What to do:
A. Can you copy the transportation letters between "What do this" and "in those days.", inclusive?
B. Would you carry on the letters about Washington transportation from the point where they stop?

Text block:
Stop the coal trains now!
Gayle Kiser, president of Landowners and Citizens for a Safe Community, Longview
July 2, 2013 at 7:00 PM
Toll business is extortion
I just want to extend a shout-out to Mike Lindblom’s article in Monday’s paper. [“Bridge drivers could get easier ride in state toll court,” page one, July 1.]
Thanks for exposing the extorting toll business in Washington, as the new state resident, Jami Andersh, had shared in the article.
All of our cars are registered, but we put off adding a new car, since we don’t cross the Highway 520 bridge too often and have paid the bills as they come in. We recently got a penalty, when we always pay these bills with an automatic account.
What do this Good to Go transponders really reveal? How do we really know that there is such a need for expenses on this bridge? Who is watching where the money goes and what comes in for all these penalties and tolls?
For whom does the bell “toll”? Not for the people.
Karen Gonzalez, Redmond
June 20, 2013 at 7:30 AM
Speed of construction is unimpressive
“I can’t imagine this being done any faster,” says Don Wick of the Economic Development Association of Skagit County. [“Less than month after collapse, temporary I-5 bridge is finished,” NW Wednesday, June 19.]Well, Mr. Wick, 50-plus years ago, we army engineers built Bailey bridges overnight, using nothing but hand labor. That included all the design and foundation work. Of course, we didn’t have federal and state regulations in those days.
Adam Lloyd, Burien
June 3, 2013 at 7:02 AM
Finally, a jolt of reality in the realm of Washington state transportation [“Bill would restrict permits on oversized trucks,” NWFriday, May 31]. The demise of a span of the I-5 Skagit River bridge has focused attention on aging infrastructure. As a civil engineer, it has been clear to me for quite some time that maintenance, repair and upgrades to infrastructure are not sexy, and few politicians and government policymakers have the fortitude to fight for basic infrastructure needs. One has only to rattle down the numerous arterials in Seattle to see that the sexier striping for bikes is the only “improvement” these roads have seen in years.

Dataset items
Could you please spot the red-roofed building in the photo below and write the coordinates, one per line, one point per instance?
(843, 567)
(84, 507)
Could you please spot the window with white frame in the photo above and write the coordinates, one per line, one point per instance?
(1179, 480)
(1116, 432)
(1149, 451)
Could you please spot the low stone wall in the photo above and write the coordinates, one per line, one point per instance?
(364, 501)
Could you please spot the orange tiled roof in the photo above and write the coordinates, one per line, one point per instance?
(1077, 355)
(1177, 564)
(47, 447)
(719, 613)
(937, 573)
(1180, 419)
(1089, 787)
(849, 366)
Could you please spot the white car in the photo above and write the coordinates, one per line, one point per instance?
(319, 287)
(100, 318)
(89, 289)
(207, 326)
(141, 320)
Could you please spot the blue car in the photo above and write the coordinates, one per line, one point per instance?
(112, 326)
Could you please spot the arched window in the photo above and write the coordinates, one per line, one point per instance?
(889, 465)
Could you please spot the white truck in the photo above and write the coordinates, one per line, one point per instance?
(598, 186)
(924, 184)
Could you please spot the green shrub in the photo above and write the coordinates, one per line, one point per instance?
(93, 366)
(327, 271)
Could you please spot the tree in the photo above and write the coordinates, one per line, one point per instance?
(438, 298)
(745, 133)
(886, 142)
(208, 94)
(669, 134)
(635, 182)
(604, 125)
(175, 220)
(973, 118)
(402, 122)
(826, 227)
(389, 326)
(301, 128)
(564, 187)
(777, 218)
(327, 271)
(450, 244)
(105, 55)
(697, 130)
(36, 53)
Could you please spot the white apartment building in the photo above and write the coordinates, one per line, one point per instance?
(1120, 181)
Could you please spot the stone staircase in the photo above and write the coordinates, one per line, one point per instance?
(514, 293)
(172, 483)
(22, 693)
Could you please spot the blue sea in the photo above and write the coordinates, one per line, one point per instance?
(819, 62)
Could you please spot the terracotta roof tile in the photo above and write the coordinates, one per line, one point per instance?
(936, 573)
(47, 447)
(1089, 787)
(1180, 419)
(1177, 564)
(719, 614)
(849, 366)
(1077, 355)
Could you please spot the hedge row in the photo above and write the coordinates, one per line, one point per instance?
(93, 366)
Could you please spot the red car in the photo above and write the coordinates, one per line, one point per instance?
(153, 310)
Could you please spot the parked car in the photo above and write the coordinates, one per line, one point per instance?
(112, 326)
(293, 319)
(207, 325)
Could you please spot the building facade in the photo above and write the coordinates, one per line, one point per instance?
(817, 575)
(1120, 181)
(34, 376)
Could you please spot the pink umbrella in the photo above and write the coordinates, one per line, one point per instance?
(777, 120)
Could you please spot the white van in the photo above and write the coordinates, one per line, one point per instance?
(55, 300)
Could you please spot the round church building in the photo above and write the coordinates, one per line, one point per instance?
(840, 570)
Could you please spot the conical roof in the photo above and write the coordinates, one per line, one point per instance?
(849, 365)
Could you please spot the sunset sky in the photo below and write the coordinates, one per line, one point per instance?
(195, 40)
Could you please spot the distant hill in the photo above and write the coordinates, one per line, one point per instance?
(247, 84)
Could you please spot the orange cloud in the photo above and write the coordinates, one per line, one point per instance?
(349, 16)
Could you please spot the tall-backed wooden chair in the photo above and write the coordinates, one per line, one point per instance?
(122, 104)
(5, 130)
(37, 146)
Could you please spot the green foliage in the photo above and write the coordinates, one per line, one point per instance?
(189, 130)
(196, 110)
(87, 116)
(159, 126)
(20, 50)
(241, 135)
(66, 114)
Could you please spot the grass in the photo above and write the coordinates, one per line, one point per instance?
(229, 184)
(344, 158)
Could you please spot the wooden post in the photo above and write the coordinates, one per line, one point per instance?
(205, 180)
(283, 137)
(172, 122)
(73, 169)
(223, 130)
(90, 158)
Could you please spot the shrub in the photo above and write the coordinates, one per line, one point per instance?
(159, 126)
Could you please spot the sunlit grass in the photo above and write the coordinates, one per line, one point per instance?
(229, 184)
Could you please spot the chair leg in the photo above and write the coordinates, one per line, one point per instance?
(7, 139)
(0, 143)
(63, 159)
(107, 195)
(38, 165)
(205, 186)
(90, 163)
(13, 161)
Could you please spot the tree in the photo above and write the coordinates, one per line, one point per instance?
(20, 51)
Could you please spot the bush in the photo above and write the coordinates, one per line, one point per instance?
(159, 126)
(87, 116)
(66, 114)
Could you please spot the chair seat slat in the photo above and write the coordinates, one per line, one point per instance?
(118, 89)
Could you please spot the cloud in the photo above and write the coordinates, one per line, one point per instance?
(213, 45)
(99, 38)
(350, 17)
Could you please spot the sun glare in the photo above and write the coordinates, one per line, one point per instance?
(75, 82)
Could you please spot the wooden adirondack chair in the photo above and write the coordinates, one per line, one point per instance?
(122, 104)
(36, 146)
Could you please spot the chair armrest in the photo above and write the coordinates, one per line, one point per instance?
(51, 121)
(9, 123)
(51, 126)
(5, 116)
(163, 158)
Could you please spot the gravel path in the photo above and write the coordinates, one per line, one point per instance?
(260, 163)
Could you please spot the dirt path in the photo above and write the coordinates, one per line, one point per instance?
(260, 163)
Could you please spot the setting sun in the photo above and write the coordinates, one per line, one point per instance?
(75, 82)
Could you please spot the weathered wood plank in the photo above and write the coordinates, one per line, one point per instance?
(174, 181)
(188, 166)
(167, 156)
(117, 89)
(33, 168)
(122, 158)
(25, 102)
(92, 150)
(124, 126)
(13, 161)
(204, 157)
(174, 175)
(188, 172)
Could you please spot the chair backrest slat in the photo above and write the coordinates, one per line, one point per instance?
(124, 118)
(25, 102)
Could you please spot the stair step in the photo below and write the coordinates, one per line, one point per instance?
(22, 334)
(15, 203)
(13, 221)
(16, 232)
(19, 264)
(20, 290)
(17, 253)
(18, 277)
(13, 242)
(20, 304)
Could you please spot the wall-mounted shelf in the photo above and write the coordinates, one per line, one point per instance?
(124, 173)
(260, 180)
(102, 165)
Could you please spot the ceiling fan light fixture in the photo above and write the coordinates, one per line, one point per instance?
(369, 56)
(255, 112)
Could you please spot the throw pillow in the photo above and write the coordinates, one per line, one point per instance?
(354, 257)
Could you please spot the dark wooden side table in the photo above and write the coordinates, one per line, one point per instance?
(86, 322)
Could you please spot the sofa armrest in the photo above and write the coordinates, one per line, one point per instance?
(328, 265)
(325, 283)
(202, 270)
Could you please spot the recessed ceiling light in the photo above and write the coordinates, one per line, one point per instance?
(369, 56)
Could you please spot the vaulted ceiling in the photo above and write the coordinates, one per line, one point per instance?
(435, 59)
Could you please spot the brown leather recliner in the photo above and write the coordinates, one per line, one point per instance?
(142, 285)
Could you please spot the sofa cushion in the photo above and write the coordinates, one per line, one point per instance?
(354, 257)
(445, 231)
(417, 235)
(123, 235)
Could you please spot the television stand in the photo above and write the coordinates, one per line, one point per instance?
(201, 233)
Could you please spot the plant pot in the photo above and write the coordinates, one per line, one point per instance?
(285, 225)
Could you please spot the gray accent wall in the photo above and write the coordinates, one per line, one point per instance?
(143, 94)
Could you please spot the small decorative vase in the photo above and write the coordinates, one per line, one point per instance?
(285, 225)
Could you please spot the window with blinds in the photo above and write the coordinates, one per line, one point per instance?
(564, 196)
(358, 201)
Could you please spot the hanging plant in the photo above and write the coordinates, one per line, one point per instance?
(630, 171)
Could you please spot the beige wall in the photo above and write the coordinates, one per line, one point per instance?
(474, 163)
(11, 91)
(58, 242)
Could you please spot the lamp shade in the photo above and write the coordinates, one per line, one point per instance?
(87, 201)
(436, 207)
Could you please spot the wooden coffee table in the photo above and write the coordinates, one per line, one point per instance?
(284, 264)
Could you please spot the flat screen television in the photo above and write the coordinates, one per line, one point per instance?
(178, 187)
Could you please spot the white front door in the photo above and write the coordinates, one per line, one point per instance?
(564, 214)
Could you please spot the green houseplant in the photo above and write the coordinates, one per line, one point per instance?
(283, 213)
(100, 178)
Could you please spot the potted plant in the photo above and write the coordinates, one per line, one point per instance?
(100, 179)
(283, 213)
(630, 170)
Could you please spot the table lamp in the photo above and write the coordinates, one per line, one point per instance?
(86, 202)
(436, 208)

Numbered responses:
A.
What do this Good to Go transponders really reveal? How do we really know that there is such a need for expenses on this bridge? Who is watching where the money goes and what comes in for all these penalties and tolls?
For whom does the bell “toll”? Not for the people.
Karen Gonzalez, Redmond
June 20, 2013 at 7:30 AM
Speed of construction is unimpressive
“I can’t imagine this being done any faster,” says Don Wick of the Economic Development Association of Skagit County. [“Less than month after collapse, temporary I-5 bridge is finished,” NW Wednesday, June 19.]Well, Mr. Wick, 50-plus years ago, we army engineers built Bailey bridges overnight, using nothing but hand labor. That included all the design and foundation work. Of course, we didn’t have federal and state regulations in those days.

B.
Hopefully, the Skagit River bridge collapse will refocus spending to address the obvious. Mobility for freight and people is vital to our economy. The price tag to replace the destroyed span has been pegged at $15 million. That is peanuts compared with the $2.1 to $2.9 billion spent on Sound Transit’s Central Link Light Rail (Tukwila to Westlake Center), including a $500 million federal grant, or $150 million per mile at the lower end of the scale. What did that investment purchase? In the first quarter of 2013, the weekday average ridership on Sound Transit’s Central Link Light Rail was 25,606. Compare that with the more than 70,000 daily trips across the Skagit River bridge stated in news reports, and those are not necessarily single-occupancy vehicles.
The bridge collapse is a reality check that we need to fix our infrastructure. Forget sexy; focus on moving vehicles safely and efficiently (There is even an environmental benefit to such thinking, but that’s another story). Focus on the economy served by these vehicles. Think about the impacts to business when sexy (mass transit and bikes, for instance) blinds policy, design and transportation-spending strategies. It’s time to wake up.
Susan Gardner, Kenmore
Raise gas tax
After the Skagit River I-5 collapse, is there any reason not to raise the gas tax? For crying out loud, let’s get on with it. Shame on the Legislature for dithering.
At my local gas station, the price per gallon has cycled up and down by 30 cents a couple of times in the past 90 days. Any legislative increase would be lost in the “noise” of the market-force changes, meaning any tax increase would essentially be invisible.
Let’s be brave and talk about an increase that will really produce results — not 2 cents per year for five years, but 5 cents per year for four years.
I would happily pay for it, happily vote for those who support it and happily campaign against those who don’t.